In the records below, locate the line containing "[locate] dark river", then extract it and all following lines exactly, ending with the last line.

=== EXTRACTED DATA ===

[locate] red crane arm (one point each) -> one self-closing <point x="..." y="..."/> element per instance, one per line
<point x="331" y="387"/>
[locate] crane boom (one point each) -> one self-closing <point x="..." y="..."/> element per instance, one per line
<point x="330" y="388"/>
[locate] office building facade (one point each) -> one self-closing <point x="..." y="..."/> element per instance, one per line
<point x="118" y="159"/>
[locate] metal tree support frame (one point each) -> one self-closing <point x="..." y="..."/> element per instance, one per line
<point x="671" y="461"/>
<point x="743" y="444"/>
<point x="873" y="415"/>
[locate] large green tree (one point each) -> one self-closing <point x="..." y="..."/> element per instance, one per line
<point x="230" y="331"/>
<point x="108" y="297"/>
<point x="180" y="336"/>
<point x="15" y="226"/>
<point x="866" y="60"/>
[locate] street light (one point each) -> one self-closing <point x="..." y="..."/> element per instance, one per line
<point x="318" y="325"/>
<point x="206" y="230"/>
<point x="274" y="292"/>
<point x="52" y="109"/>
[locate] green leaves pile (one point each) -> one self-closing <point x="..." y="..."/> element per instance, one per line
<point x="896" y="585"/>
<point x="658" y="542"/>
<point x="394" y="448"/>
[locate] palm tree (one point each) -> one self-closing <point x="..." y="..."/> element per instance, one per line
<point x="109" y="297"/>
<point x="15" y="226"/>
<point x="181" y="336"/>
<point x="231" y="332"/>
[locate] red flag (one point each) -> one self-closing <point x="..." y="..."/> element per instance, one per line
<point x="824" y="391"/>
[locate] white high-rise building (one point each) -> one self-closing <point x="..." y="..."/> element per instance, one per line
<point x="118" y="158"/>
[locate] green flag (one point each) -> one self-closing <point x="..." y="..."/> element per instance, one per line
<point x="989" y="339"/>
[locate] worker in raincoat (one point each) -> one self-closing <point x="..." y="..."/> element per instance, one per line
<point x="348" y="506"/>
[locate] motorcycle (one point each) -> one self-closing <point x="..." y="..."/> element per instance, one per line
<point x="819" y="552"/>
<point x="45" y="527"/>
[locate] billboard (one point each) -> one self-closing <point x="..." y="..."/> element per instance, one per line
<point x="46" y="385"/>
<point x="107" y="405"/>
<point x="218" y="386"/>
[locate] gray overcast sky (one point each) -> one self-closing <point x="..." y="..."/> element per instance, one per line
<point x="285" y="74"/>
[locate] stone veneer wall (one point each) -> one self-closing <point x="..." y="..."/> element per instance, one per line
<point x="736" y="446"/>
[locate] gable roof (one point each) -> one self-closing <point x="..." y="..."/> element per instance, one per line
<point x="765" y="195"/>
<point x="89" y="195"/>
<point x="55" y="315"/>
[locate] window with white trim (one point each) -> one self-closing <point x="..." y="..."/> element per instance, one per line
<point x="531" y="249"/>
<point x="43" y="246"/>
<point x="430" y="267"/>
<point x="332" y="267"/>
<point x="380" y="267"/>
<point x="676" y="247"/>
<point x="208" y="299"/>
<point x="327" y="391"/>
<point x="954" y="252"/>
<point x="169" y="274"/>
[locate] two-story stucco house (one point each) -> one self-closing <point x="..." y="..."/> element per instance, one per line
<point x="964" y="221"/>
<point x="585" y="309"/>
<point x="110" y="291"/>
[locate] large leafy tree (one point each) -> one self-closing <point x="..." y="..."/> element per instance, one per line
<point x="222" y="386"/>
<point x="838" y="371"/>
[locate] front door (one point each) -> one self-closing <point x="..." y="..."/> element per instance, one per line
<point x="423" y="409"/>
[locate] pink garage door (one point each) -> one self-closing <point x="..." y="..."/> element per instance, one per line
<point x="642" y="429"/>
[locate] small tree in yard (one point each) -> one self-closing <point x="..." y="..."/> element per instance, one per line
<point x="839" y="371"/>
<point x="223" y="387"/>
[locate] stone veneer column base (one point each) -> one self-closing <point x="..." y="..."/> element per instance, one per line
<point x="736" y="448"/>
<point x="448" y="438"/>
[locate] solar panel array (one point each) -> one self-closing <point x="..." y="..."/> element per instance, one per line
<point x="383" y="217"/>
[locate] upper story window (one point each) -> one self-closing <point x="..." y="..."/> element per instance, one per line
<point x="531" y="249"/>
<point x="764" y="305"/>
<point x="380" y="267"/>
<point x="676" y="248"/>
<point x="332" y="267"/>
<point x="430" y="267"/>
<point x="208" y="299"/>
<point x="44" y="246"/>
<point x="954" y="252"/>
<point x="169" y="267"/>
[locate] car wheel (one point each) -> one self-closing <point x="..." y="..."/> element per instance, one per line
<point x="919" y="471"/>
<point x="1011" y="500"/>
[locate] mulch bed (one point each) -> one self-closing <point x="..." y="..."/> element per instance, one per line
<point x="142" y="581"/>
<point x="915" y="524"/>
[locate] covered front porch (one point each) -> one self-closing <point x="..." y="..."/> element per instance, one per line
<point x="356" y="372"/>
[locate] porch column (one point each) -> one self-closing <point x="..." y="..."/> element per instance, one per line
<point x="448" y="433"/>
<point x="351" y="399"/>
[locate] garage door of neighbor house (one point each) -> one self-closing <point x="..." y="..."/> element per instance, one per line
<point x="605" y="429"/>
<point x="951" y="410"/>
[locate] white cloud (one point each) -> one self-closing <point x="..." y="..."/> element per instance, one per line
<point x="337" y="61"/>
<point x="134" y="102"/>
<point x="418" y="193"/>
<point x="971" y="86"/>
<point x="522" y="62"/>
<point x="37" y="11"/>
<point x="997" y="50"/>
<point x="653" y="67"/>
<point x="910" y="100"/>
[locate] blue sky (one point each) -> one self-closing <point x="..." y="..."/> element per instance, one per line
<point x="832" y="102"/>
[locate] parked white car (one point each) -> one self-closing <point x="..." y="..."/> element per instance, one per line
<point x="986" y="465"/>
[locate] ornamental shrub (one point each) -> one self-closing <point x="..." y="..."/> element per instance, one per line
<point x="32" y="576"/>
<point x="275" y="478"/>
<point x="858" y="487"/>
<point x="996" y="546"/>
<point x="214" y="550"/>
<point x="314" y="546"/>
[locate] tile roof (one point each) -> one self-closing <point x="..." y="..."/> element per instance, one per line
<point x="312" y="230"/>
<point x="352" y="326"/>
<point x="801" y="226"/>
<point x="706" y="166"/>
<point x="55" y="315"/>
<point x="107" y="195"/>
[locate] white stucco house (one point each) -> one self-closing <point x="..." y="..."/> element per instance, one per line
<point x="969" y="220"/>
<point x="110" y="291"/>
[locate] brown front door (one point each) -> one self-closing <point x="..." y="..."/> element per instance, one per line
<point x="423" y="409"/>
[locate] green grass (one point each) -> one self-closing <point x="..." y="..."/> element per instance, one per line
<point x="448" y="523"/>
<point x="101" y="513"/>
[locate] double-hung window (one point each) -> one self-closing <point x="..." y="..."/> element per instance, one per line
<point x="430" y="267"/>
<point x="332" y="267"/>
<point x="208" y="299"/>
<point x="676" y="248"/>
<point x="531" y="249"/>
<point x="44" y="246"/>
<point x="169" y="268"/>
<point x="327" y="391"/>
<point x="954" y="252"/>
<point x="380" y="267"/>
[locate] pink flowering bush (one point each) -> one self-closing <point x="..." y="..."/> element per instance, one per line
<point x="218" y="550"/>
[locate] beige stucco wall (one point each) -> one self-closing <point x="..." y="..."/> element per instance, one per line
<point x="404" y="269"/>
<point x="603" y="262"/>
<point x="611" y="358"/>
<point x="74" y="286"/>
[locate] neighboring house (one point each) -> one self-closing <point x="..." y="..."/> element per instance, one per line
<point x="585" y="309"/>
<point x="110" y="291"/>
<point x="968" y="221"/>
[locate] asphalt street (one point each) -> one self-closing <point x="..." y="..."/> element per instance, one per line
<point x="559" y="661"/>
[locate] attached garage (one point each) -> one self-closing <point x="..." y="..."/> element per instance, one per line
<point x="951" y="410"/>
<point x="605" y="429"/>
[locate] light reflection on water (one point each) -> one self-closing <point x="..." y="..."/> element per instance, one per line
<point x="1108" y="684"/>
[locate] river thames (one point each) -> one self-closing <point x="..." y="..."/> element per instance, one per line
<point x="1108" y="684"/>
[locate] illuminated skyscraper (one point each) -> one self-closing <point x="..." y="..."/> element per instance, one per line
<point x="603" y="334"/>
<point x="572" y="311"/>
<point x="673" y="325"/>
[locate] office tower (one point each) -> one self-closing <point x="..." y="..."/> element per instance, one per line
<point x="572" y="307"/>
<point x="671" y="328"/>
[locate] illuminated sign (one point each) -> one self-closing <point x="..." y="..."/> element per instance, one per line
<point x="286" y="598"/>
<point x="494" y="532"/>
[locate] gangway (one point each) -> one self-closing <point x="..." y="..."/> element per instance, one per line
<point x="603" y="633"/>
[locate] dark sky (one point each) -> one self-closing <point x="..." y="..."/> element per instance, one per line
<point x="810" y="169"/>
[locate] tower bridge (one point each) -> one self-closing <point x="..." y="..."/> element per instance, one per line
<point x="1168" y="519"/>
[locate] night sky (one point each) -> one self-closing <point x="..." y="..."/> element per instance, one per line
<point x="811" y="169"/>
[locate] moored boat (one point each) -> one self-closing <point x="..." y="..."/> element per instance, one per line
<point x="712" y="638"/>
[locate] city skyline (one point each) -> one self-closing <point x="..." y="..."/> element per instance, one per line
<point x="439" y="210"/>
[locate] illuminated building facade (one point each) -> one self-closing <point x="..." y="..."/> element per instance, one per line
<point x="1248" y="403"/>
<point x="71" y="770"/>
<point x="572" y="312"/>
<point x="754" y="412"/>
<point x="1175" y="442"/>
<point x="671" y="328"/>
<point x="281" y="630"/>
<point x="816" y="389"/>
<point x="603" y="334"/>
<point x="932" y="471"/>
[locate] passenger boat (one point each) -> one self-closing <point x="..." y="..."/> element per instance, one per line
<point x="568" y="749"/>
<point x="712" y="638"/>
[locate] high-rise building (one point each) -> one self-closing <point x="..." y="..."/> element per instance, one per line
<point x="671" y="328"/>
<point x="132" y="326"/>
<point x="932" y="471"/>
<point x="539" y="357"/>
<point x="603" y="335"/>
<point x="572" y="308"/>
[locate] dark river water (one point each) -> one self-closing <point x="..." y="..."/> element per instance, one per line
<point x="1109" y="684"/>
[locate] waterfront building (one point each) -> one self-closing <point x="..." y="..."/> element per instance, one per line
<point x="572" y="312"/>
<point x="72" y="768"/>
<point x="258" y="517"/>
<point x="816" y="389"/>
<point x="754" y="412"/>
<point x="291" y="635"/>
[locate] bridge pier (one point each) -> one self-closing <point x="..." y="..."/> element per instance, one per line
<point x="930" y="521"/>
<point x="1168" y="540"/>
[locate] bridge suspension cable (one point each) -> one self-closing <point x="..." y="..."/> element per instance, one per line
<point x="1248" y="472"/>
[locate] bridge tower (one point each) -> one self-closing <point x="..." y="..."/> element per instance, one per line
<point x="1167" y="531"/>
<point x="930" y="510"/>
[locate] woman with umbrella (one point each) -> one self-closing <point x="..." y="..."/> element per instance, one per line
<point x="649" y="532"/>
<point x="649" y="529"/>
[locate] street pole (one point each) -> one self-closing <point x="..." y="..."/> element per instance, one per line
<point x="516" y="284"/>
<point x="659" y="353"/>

===

- SOLUTION TO THIS TASK -
[locate] dark river water (one point each) -> one self-closing <point x="..." y="..."/> element per instance, one per line
<point x="1109" y="684"/>
[locate] waterfront building (one point each) -> one self-closing <point x="..." y="..."/> element per instance, one per line
<point x="572" y="312"/>
<point x="72" y="768"/>
<point x="258" y="517"/>
<point x="816" y="389"/>
<point x="754" y="412"/>
<point x="291" y="635"/>
[locate] bridge pier (one point each) -> one self-closing <point x="..." y="..."/> element per instance, one per line
<point x="930" y="521"/>
<point x="1168" y="540"/>
[locate] bridge suspension cable (one point each) -> one self-closing <point x="..." y="..."/> element per instance, one per line
<point x="1248" y="472"/>
[locate] bridge tower (one point each) -> one self-closing <point x="..." y="..."/> element per instance, one per line
<point x="1167" y="531"/>
<point x="930" y="510"/>
[locate] woman with umbrella (one point each) -> one self-closing <point x="..." y="..."/> element per instance, one per line
<point x="649" y="532"/>
<point x="649" y="529"/>
[locate] street pole (one point each) -> one self-closing <point x="..." y="..."/> element per instance, one per line
<point x="516" y="284"/>
<point x="659" y="353"/>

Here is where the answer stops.